■ Written task A ■
Answer these questions from the review:
(i) Who wrote it?
(ii) At which venue, and in which city, is the exhibition shown?
(iii) In which decade did Trockel burst onto the art scene?

__________________________________________________

Tuesday, February 8, 2011

Rosemarie Trockel's New Modes of Operation @ Talbot Rice, Edinburgh




Review by Colin Herd

At the heart of this extensive survey of Rosemarie Trockel’s works on paper is a corner-wall of the central gallery devoted to Perspex cabinets displaying what must be about a hundred of Trockel’s “book drafts”. These books, which Trockel has produced in half-formed, unique editions throughout her career, form a fascinating paper-patchwork of Trockel’s recurrent thematic concerns. Unconventionally erotic, sexualized imagery and a thorough attention to the materials she uses characterize Trockel’s practice, which has subtly explored gender politics since she burst onto the art scene in the 1980s with groundbreaking works such as her mechanically produced ‘knitted pictures’, her life-size ceramic sofas or her kitchen stove sculptures. The unrealized and inconclusive quality of the book drafts also sets the tone for a show that is ambiguous, anti-didactic and disconcerting, a show whose common threads are in fact threads, where matters of binding, adhesion and unraveling are central.

__________________________________________________

■ Written task B ■
Put the rows from the line holding "Mark each instance of the pagoda" through the line holding "Query: red wooden pillar", inclusive, into a numbered list, leaving out any blank lines.

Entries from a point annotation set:
__________________________________________________

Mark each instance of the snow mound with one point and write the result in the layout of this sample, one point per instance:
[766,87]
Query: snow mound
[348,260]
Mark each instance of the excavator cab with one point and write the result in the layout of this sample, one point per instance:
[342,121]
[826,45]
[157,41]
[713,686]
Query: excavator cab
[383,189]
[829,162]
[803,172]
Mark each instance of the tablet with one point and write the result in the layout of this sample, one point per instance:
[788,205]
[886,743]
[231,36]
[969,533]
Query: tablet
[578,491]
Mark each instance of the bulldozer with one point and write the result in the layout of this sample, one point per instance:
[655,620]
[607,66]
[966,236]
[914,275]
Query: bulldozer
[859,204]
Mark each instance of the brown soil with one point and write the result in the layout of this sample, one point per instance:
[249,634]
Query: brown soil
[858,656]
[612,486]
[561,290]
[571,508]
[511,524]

__________________________________________________

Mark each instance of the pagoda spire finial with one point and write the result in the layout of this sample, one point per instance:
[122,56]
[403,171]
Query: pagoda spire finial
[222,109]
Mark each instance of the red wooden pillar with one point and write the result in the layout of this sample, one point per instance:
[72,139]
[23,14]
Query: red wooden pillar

__________________________________________________

■ Task response A ■
(i) Colin Herd
(ii) Talbot Rice, Edinburgh
(iii) The 1980s

■ Task response B ■
1. Mark each instance of the pagoda spire finial with one point and write the result in the layout of this sample, one point per instance:
2. [122,56]
3. [403,171]
4. Query: pagoda spire finial
5. [222,109]
6. Mark each instance of the red wooden pillar with one point and write the result in the layout of this sample, one point per instance:
7. [72,139]
8. [23,14]
9. Query: red wooden pillar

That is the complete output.